── Document section

As @Talking Head says, it's all down to what the customer wants.


----------



## shangoyal (Sep 22, 2013)

My understanding of the spirit of Romantic music is a loosening of structure beyond the one-off experimental tweak that Beethoven and Mozart did in their works. If you listen to Haydn or Bach, the music has a tight structure - or "identity" - it's a prelude, it's a fugue, it's a courante, it's a sarabande, that kind of thing. Those identities may be related to any aspect of the music - the rhythm, the way the music is exposed and developed, or even what kind of setting it's supposed to be played in. Any which way you look at it, the spirit of the music before the advent of Romanticism has a tighter sense of structure. There could be temporary flights of fancy, but that's it.

With Romanticism, you can sense the walls cracking. If you listen to Beethoven's Eroica (sorry for the popular example) it's like the music is suddenly taking itself more importantly. The music is grasping at more ambitious things - in highly simplified terms you can say it's more dramatic, and less rigorous than before - it's like the music is drunk. It has all the right things in its grasp, but it's not as refined and detail-oriented.

What you will also find is that music from before Romanticism can be played and heard on a number of different instruments without any great difference in the quality or effect of the music. A Bach cello suite can be played by a piano, a harpsichord, or even a flute - there is some essence to the music is not really dependent on the sound of the instrument. Romantic music is different - you will see 19th century music will completely change its nature if played on a different set of instruments than what the composer initially wrote it for.

Plus - music became like a vehicle for an individualism that was lacking before - in the strict sense, music has always been individualistic, but it's the subtle and the small changes which make a difference - as you know, music tends to be a very exact science in the playing and making of it, whatever vague impressions it might inspire in us.

Maybe all I said was what you already knew... so thanks for letting me speak!


----------



## Aramis (Mar 1, 2009)

> I have just gone to Yahoo & discovered that there is an early Romantic period, 'much like the classical', and a later which includes the 'big' composers, Debussy, Saint-Saens, Brahms, Tchaikovsky, and Rachmaninov.

────
── Recorded information

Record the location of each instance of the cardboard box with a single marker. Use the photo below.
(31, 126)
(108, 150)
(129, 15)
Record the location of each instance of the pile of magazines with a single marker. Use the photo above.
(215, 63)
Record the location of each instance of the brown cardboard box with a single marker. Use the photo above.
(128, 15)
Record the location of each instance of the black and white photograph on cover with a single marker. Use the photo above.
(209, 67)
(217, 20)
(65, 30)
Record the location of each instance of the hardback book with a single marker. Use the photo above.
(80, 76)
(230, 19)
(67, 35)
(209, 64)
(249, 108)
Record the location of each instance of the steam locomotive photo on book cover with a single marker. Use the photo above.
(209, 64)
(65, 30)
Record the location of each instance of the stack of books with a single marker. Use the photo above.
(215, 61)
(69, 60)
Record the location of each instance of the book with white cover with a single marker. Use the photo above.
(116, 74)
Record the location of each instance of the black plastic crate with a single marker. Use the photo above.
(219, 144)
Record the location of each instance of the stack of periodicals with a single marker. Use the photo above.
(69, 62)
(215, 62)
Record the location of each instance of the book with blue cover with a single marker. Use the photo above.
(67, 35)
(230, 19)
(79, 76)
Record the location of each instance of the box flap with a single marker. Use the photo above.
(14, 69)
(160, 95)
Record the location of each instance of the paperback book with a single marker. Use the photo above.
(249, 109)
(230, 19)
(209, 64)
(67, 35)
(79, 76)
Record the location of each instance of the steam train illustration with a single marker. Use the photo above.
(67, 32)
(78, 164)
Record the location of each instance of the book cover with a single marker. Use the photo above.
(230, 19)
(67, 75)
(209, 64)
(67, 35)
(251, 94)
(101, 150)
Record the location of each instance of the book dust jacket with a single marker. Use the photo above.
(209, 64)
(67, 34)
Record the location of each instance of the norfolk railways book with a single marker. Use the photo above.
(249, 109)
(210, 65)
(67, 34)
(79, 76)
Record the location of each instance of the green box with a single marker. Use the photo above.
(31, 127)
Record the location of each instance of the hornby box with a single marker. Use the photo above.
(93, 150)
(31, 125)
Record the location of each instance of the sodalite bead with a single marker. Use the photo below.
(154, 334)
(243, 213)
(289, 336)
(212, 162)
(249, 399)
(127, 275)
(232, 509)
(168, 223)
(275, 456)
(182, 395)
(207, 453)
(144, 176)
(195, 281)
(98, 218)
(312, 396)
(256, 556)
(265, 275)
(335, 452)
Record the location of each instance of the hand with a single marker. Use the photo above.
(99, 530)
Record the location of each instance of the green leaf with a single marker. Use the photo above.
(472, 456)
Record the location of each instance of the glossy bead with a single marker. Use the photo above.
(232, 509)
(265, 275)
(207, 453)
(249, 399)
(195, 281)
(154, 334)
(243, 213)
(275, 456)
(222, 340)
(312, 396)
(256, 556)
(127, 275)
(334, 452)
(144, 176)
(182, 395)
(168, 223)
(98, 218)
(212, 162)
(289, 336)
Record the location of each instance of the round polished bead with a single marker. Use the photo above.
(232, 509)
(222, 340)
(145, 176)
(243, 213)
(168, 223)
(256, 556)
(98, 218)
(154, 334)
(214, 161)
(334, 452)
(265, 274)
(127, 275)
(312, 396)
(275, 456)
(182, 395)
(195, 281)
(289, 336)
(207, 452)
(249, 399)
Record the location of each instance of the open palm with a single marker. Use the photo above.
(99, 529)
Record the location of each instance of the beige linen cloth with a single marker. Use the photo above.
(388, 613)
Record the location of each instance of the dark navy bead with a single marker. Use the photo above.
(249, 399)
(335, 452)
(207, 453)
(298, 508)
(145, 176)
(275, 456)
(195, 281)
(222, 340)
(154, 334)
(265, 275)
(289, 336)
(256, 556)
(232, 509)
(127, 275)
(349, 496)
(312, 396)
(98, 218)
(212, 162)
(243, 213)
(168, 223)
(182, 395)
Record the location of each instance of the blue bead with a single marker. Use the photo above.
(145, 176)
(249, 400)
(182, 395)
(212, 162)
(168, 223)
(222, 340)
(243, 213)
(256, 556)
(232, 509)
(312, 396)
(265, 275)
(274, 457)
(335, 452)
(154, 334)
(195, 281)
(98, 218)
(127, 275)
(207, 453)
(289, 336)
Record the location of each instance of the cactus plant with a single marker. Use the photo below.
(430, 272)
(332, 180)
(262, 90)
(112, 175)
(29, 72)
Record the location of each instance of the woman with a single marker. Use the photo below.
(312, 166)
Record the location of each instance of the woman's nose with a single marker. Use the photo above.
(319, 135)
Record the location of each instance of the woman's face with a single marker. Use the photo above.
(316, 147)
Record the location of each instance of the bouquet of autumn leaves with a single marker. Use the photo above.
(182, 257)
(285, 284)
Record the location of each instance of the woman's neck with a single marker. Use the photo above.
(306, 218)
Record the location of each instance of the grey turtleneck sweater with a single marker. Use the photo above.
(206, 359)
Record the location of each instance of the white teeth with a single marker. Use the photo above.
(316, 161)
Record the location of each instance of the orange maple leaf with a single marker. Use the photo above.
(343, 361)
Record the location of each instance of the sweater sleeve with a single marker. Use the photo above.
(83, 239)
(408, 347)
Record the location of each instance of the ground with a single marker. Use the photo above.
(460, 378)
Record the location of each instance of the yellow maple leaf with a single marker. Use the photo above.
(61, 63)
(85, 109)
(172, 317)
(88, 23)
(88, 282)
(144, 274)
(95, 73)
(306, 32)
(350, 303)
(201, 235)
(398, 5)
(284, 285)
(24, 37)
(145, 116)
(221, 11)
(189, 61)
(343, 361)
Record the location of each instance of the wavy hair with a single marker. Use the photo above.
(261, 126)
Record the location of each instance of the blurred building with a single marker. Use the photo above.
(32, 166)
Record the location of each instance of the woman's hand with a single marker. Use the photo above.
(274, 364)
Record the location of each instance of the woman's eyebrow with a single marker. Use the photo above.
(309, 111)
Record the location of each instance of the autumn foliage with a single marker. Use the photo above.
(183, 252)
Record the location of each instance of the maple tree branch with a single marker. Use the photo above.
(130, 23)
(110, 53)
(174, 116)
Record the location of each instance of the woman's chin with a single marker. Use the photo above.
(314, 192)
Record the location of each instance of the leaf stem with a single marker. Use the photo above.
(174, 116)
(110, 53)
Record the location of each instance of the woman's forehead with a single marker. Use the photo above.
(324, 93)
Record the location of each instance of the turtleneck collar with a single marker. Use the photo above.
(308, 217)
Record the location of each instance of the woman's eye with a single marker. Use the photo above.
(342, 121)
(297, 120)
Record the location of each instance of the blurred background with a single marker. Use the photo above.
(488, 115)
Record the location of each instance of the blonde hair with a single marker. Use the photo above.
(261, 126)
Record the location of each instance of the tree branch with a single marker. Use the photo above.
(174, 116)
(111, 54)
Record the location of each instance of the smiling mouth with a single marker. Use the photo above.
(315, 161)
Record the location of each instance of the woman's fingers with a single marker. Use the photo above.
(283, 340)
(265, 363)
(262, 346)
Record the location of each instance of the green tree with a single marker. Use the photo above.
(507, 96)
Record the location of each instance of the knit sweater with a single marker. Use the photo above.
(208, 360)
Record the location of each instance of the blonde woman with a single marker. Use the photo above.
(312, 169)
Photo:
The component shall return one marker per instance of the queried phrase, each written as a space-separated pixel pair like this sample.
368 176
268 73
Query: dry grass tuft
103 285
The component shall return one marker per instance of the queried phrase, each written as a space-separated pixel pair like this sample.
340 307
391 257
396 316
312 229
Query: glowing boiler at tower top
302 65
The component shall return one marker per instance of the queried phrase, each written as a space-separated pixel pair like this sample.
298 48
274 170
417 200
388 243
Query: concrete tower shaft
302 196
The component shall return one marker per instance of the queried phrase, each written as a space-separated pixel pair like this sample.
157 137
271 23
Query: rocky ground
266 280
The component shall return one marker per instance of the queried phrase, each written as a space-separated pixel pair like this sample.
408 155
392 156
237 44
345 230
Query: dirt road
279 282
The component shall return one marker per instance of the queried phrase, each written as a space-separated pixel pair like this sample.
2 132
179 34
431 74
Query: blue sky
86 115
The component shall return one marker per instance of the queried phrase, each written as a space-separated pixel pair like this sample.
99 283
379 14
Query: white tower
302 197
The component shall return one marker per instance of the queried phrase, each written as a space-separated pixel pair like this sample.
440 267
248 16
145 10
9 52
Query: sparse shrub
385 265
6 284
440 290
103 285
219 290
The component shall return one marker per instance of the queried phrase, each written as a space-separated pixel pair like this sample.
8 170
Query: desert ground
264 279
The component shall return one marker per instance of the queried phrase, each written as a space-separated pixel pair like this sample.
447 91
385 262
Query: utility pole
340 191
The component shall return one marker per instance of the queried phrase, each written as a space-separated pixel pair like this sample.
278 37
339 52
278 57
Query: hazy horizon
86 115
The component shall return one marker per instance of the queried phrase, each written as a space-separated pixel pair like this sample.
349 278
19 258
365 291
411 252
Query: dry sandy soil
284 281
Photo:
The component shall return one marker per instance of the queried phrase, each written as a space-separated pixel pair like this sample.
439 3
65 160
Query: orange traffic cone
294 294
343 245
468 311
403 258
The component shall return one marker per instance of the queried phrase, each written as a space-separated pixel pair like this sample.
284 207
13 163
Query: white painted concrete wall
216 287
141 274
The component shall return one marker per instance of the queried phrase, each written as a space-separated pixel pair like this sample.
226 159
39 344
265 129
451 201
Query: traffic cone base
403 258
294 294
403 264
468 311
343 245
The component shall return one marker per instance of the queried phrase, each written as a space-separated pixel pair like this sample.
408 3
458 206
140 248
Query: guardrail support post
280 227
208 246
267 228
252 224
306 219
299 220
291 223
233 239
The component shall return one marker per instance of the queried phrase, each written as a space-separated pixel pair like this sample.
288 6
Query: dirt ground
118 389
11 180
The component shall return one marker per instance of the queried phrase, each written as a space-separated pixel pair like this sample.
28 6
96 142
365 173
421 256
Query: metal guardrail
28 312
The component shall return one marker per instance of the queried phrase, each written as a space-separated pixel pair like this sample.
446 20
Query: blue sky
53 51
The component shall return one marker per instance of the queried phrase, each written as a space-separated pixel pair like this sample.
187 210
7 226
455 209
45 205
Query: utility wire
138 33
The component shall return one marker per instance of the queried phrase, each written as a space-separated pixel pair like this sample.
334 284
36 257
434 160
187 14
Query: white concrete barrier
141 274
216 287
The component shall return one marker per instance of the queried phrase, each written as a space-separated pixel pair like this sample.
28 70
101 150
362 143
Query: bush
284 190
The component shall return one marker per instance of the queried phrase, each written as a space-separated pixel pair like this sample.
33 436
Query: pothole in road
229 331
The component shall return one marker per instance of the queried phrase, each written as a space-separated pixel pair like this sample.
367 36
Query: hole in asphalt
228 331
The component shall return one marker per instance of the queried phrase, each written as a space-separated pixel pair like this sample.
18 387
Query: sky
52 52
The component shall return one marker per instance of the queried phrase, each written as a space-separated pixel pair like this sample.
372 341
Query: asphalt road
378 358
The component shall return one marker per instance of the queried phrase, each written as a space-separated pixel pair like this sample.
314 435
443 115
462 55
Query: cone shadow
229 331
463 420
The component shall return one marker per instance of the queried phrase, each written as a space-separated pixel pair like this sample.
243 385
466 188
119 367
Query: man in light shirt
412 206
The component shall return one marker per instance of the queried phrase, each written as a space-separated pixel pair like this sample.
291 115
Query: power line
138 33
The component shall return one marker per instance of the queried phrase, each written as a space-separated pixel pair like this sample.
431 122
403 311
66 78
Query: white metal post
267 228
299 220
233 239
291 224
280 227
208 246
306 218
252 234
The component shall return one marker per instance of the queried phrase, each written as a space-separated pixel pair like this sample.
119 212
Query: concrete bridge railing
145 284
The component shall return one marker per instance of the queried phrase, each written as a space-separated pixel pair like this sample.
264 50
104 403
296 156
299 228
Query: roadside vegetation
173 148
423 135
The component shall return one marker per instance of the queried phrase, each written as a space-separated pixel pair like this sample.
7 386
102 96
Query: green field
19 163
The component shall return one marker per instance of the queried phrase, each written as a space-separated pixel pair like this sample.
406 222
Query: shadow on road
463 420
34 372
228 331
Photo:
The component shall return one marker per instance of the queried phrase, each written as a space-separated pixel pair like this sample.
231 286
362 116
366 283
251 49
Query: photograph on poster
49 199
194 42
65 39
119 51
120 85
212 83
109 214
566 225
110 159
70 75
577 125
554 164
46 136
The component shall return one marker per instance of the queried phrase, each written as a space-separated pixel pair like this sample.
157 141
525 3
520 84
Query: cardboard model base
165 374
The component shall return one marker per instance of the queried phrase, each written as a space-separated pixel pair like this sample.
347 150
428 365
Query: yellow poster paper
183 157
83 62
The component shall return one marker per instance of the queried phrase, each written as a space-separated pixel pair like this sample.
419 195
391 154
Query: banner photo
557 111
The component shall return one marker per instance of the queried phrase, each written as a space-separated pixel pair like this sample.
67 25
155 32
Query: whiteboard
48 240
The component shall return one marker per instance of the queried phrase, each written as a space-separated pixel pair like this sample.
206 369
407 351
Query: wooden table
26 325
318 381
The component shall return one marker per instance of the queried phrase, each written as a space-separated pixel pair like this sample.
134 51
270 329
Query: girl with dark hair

────

*Task requirements*.
a) Duplicate the part of the Romantic music discussion from "Maybe all I" up to and including "Tchaikovsky, and Rachmaninov.".
b) Go on with the Romantic music discussion from the point where it stops.

*Answers to the tasks*.
a)
Maybe all I said was what you already knew... so thanks for letting me speak!


----------



## Aramis (Mar 1, 2009)

> I have just gone to Yahoo & discovered that there is an early Romantic period, 'much like the classical', and a later which includes the 'big' composers, Debussy, Saint-Saens, Brahms, Tchaikovsky, and Rachmaninov.

b)
The "later" romanticism is often a pseudo-romanticism - the music which was somewhat emotional in the degree initiated by romantics and which people, for lack of other label, decided to cover with the older term. Saint-Saens, for example, was hardly a romantic composer. If you want to know romanticism, stick to composers such as Chopin, Schumann or Berlioz.


----------



## Ingélou (Feb 10, 2013)

Thanks to all who posted so far. Shangoyal - no, I'm not feigning when I say I'm pretty ignorant. I am glad to have the information on how romantic music 'developed'. Aramis - ah, thanks; I like what I've heard of Schumann; and I had forgotten Chopin. I like him too, & have heard a little more of him because of Taggart's piano playing. I find him beautiful - plangent - reflective. (That's Chopin, I mean!) 

PS - TalkingHead, I'm listening to Bruckner's Fourth at present, and it's beautiful! I think I'm going to be pleased with the product.


----------



## aleazk (Sep 30, 2011)

Oh!, is not internet cruel with me?, definitely he wants to provoke me a heart attack... : Debussy listed on equal footing with Rachmaninoff!.


----------



## Ingélou (Feb 10, 2013)

Please do tell me why you love Rachmaninoff, aleazk! And what should I listen to of his?


----------



## Winterreisender (Jul 13, 2013)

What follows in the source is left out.